### Aim
Transcribe exactly the stretch of lines beginning at the one containing "Where can you find the man wearing" and closing with the last line of the entries below. Omit images.
━━ Supplied material
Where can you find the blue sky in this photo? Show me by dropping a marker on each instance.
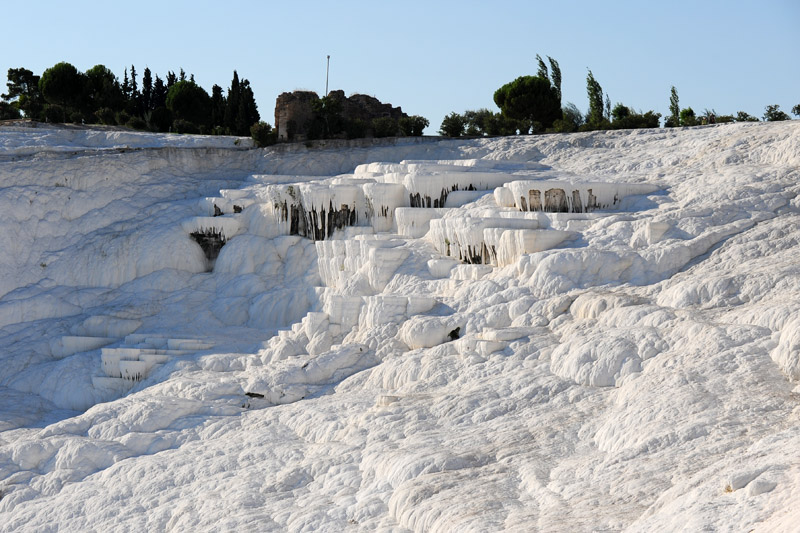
(432, 57)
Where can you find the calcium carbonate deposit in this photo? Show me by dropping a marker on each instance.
(582, 332)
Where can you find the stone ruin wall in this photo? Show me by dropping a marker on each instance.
(293, 111)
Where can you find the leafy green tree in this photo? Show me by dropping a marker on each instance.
(572, 119)
(595, 92)
(625, 118)
(413, 126)
(23, 92)
(478, 122)
(189, 103)
(529, 99)
(773, 113)
(63, 85)
(453, 125)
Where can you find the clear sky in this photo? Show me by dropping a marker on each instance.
(431, 57)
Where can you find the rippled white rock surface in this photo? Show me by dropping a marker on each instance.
(638, 374)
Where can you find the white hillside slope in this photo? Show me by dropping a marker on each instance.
(586, 332)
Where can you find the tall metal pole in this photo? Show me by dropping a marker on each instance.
(327, 71)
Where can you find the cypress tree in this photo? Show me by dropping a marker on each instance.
(159, 98)
(674, 108)
(126, 86)
(595, 93)
(232, 104)
(542, 72)
(555, 76)
(247, 112)
(217, 107)
(147, 90)
(135, 96)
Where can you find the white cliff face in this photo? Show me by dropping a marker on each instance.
(399, 337)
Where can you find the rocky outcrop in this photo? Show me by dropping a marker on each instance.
(294, 114)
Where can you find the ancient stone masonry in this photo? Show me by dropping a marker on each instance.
(294, 113)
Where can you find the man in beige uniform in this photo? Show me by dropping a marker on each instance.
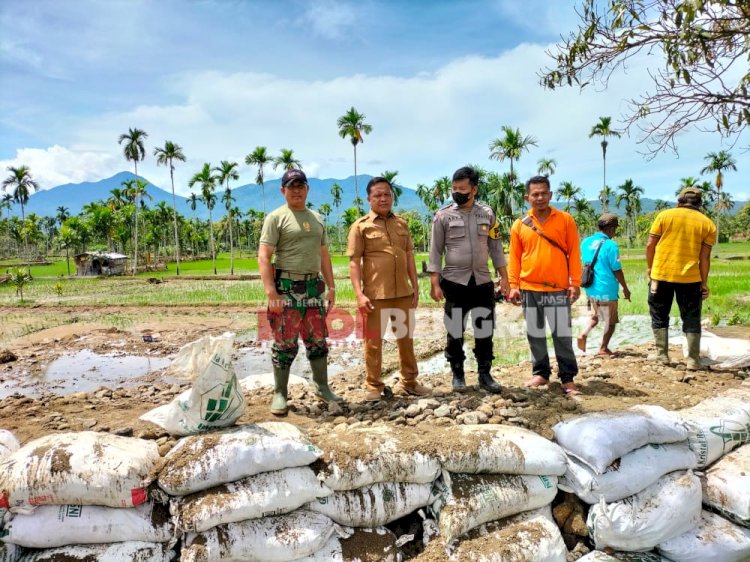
(384, 277)
(295, 289)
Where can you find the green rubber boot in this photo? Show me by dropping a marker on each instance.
(694, 352)
(281, 380)
(319, 366)
(661, 338)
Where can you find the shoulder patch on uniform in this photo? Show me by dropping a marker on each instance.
(495, 230)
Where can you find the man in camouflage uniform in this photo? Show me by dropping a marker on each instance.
(295, 288)
(467, 234)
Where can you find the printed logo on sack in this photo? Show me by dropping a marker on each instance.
(216, 409)
(732, 431)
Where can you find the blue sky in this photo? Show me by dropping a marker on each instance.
(436, 81)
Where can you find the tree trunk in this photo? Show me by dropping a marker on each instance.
(174, 212)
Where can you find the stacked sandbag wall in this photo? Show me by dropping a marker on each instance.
(79, 495)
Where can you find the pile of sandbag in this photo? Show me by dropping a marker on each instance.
(498, 482)
(237, 494)
(635, 467)
(87, 492)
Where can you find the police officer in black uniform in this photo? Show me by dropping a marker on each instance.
(466, 233)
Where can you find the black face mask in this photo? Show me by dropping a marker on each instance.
(460, 198)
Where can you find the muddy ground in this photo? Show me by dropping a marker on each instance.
(607, 383)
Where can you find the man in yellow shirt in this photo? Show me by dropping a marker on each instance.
(544, 273)
(678, 259)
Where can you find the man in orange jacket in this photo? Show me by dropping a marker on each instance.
(544, 274)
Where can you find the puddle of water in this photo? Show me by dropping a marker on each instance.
(85, 371)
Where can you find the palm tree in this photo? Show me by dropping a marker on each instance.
(166, 156)
(511, 146)
(631, 195)
(605, 195)
(719, 162)
(228, 200)
(352, 126)
(390, 176)
(568, 192)
(21, 183)
(604, 129)
(336, 194)
(135, 151)
(546, 166)
(286, 160)
(260, 157)
(208, 185)
(5, 202)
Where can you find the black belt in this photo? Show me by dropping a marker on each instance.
(295, 276)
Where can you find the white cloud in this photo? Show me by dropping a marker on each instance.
(425, 126)
(57, 165)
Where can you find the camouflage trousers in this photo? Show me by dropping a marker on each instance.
(303, 316)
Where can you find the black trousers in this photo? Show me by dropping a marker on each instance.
(460, 300)
(554, 309)
(689, 301)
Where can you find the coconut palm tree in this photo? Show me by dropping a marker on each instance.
(604, 129)
(390, 176)
(630, 194)
(352, 126)
(568, 191)
(546, 166)
(134, 150)
(207, 183)
(286, 160)
(166, 156)
(605, 195)
(20, 184)
(719, 162)
(228, 201)
(260, 158)
(336, 192)
(510, 146)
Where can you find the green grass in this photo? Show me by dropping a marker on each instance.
(729, 301)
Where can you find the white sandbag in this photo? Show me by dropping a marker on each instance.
(714, 539)
(271, 539)
(719, 349)
(8, 443)
(200, 462)
(726, 486)
(358, 545)
(262, 495)
(599, 556)
(465, 501)
(9, 552)
(113, 552)
(527, 537)
(354, 458)
(599, 438)
(498, 449)
(628, 475)
(89, 524)
(664, 510)
(373, 505)
(717, 425)
(86, 468)
(215, 399)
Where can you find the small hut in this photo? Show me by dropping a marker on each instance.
(93, 264)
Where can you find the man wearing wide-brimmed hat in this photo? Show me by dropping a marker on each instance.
(678, 259)
(601, 250)
(295, 289)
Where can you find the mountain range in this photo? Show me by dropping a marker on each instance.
(73, 196)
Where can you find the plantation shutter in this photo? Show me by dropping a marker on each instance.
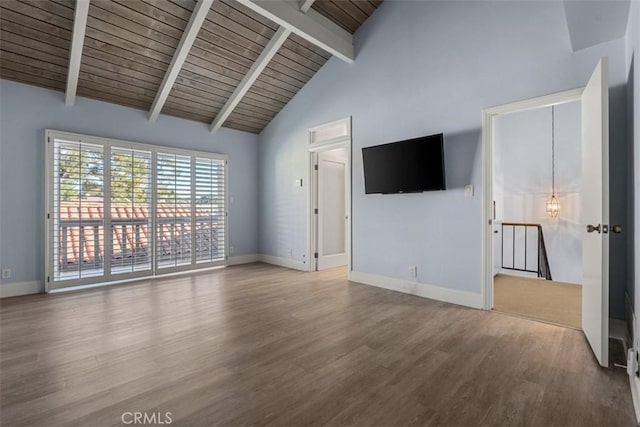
(210, 209)
(77, 233)
(118, 210)
(173, 210)
(130, 210)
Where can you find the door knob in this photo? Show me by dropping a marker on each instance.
(591, 228)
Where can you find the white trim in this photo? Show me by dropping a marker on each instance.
(314, 147)
(311, 26)
(108, 277)
(243, 259)
(180, 55)
(305, 5)
(284, 262)
(634, 384)
(342, 126)
(75, 56)
(618, 330)
(488, 116)
(17, 289)
(439, 293)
━━━━
### Completed exercise
Where can you find the man wearing wide-brimmed hat in this photo? Show me by dropping a marker on each instance.
(678, 259)
(601, 250)
(295, 289)
Where can you find the mountain range in this photo? Show me by dropping a marker on each instance.
(73, 196)
Where can you find the plantation shutter in this photo? Show me by dropping a marker on each instance.
(210, 209)
(77, 233)
(118, 210)
(173, 210)
(130, 210)
Where can you find the door knob in this photo? Show me by dropping a marker on each instance.
(591, 228)
Where can you find the white trim in this photo? Show me by dropping a marker on each instance.
(314, 147)
(311, 26)
(108, 277)
(243, 259)
(180, 55)
(305, 5)
(284, 262)
(634, 384)
(342, 126)
(75, 56)
(618, 330)
(488, 116)
(17, 289)
(439, 293)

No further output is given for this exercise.